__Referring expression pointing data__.
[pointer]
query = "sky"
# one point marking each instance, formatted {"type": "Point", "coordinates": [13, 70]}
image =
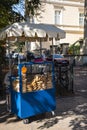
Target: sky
{"type": "Point", "coordinates": [19, 8]}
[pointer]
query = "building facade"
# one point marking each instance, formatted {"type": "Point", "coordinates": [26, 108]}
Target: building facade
{"type": "Point", "coordinates": [65, 14]}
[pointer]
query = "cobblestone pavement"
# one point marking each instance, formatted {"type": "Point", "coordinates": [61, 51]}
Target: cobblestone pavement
{"type": "Point", "coordinates": [70, 113]}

__PROBLEM TO WORK ON__. Output a verbatim copy of the entries and skip the pictures.

__RESULT OF THE EXERCISE__.
[pointer]
query = "sky"
# one point marking each instance, formatted {"type": "Point", "coordinates": [13, 70]}
image =
Target: sky
{"type": "Point", "coordinates": [19, 8]}
[pointer]
query = "building facade"
# one point marking each instance, formatted {"type": "Point", "coordinates": [26, 108]}
Target: building facade
{"type": "Point", "coordinates": [65, 14]}
[pointer]
query = "cobblestone pavement"
# one point marking each instance, formatted {"type": "Point", "coordinates": [61, 51]}
Target: cobblestone pavement
{"type": "Point", "coordinates": [70, 113]}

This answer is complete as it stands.